# how big do they grow?



## brookiee

Hey,
I was wondering how big cockapoo's get. My vet said around 20 pounds mine should get when she was just a puppy, but she is 20 pounds now and still looks so much smaller then all the other pictures I've seen and her adult teeth haven't even fully come in yet. And how does the fur generally go? my cockapoos fur is straight. will it eventually get curly?


----------



## kendal

it realy depends on the dog, Echo is still fairly strate in the coat, she has a curly topnot and her legs have a bit of a curl in her legs but her main body is strate. 

as for weight
Gypsy(3y) 17 inches 9.38kg (about 20lb)

Inca(3y) just short of 19 inches 12kg (about 26lb)

Echo(1y) 18 inches 11.9 kg (about 24lb)

how old is your wee one, have you got any resent photos of her.


----------



## brookiee

She is 6 months old. 
I don't know how to put pictures on here but my main picture is just a month ago. 
Her fur is very is like very straight and stuck onto her body but fluffs out at the back of the arms/legs and stomach. 
Do you think she'll ever get more wavy fur?


----------



## Dave

Benny has fairly straight hair. It's a little wavy. The only parts of his body that have curly hair are his paws and the top of his head. As for weight, he's around 22 lbs.


----------



## rbstoops

Odie is about 7 years old and he is 28 lbs.


----------



## goose

Depends on which size Poodle she came from... Toy, Mini or Standard. Ours is a mini and he's 16 lbs at just over 1 year old. He was 4.2 lbs when we got him at approx. 10 weeks old.
I've seen standards at the dog park who were easily 30+ pounds.
+ + + +
According to the cockapoo thread, how much does Odie weigh? The entries after this point are separate from the cockapoo thread.
+ + + +
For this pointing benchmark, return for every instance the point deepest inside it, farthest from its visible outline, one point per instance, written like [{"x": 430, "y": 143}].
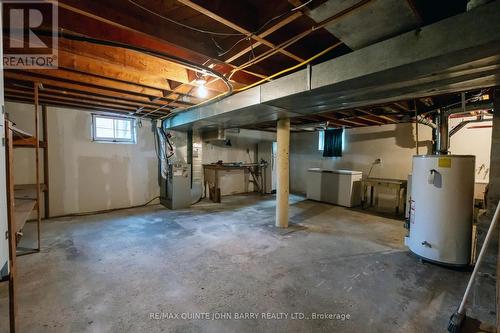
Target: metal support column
[{"x": 283, "y": 171}]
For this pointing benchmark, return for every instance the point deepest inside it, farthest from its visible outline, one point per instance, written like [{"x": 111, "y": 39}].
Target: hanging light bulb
[{"x": 202, "y": 90}]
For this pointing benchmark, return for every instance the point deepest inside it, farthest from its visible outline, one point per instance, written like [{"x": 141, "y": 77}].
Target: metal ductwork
[{"x": 441, "y": 133}]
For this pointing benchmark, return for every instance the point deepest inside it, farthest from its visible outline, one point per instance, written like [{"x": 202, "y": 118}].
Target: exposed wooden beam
+ + + +
TASK SOLUTION: 28 lbs.